=== Supplied material ===
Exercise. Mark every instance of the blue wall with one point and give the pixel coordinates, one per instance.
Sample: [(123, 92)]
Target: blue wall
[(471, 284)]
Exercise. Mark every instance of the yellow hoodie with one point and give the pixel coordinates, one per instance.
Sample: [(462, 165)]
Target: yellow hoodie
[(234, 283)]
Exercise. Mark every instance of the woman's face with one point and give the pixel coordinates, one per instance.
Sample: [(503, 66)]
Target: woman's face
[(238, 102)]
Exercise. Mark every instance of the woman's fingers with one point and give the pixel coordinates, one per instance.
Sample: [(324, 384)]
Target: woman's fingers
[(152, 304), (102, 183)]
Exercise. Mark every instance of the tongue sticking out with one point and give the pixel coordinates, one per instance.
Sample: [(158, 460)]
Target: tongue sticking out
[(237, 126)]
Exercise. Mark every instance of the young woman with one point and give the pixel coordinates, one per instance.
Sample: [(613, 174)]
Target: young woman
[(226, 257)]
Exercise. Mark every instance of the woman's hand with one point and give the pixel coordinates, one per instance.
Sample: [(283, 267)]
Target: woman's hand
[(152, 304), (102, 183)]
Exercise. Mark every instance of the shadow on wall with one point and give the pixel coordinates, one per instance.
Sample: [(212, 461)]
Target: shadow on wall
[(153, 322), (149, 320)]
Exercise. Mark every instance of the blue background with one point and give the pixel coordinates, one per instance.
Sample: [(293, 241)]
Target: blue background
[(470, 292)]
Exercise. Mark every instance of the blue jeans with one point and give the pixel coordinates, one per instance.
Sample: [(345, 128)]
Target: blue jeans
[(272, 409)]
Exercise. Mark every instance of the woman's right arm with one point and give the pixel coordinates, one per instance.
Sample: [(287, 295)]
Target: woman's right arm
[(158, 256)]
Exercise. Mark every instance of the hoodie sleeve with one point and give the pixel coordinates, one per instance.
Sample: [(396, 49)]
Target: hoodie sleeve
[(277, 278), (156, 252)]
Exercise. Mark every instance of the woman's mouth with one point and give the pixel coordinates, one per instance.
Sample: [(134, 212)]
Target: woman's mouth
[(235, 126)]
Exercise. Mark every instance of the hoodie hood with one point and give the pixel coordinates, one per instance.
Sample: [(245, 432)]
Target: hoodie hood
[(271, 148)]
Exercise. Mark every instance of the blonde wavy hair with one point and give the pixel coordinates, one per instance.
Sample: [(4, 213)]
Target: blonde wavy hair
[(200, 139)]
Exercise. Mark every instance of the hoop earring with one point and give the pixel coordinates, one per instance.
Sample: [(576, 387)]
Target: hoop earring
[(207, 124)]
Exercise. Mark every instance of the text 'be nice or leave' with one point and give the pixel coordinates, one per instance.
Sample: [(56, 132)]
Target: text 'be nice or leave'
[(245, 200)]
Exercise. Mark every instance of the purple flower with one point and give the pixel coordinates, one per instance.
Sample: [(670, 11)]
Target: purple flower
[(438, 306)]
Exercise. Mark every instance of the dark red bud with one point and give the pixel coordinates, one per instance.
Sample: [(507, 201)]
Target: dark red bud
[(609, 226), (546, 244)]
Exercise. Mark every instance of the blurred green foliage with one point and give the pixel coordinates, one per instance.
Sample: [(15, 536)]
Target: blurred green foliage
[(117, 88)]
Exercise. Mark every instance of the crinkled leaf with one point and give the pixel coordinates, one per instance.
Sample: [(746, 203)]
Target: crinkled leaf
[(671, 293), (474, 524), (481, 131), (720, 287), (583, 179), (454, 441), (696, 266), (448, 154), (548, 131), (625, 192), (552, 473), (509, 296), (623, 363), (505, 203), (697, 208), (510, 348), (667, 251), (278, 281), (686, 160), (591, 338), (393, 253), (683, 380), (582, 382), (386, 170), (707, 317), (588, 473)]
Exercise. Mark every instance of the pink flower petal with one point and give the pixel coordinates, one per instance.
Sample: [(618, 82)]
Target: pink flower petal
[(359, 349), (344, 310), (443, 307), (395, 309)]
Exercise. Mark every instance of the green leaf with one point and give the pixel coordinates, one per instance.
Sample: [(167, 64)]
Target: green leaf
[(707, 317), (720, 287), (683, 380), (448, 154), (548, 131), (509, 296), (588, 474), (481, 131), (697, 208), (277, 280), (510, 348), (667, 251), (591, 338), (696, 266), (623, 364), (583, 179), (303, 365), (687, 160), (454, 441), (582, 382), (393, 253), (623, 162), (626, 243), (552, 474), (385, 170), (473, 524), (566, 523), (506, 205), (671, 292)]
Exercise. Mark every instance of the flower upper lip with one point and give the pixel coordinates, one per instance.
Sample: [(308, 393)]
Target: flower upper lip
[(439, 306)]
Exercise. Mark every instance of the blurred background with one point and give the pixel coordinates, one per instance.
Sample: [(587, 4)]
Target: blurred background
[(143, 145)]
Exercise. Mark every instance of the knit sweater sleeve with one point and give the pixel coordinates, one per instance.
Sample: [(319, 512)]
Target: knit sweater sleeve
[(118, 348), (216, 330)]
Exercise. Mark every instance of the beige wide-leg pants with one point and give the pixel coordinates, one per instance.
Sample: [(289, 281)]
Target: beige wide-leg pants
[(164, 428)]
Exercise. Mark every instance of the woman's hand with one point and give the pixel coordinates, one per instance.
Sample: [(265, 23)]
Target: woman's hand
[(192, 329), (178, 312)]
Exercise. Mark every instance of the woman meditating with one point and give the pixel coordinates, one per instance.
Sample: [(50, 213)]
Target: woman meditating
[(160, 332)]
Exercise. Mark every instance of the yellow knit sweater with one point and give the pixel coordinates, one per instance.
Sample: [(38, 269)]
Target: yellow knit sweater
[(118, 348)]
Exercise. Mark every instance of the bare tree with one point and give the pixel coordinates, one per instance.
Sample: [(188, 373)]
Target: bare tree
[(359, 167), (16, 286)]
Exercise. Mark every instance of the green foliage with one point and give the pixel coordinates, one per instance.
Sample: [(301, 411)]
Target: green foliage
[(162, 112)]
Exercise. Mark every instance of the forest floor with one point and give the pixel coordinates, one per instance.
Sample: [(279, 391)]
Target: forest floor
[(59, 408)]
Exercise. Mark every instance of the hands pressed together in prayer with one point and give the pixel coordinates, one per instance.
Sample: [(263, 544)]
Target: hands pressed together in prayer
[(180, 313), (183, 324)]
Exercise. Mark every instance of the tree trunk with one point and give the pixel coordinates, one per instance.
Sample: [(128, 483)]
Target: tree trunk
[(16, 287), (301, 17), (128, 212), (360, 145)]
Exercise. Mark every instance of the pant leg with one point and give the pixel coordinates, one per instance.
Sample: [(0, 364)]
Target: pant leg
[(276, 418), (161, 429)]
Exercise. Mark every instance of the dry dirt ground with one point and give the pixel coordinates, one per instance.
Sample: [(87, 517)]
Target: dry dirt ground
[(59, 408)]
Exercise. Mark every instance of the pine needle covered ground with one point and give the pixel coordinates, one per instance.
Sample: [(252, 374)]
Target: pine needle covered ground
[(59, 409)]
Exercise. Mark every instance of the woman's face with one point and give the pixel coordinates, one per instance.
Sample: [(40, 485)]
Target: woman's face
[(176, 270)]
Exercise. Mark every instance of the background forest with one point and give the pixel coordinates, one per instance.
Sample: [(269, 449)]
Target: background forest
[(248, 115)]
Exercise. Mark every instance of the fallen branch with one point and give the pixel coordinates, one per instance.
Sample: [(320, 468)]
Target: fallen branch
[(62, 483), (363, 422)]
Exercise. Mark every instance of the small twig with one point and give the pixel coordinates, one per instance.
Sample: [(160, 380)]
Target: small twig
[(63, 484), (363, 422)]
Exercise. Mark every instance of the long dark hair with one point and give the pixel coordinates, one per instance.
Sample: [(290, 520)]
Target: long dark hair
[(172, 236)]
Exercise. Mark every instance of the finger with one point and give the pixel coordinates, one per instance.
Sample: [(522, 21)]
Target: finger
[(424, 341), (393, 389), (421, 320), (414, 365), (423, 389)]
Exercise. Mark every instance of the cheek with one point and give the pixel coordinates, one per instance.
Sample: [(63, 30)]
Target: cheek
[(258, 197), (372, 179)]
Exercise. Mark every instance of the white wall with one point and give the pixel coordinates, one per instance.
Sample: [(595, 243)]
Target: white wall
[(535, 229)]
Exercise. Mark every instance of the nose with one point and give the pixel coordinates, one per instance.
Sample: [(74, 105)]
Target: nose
===
#### [Brief]
Transcribe the material above word for word, beginning at the line that contains "Exercise. Mark every instance of the pink" and stopping after the line that contains "[(359, 349), (344, 310), (443, 307), (395, 309)]".

#### [Expected answer]
Exercise. Mark every instance of the pink flower petal with one point and give the pixel coordinates, one per instance.
Sample: [(618, 82)]
Target: pink flower petal
[(359, 349), (344, 310), (443, 307), (395, 309)]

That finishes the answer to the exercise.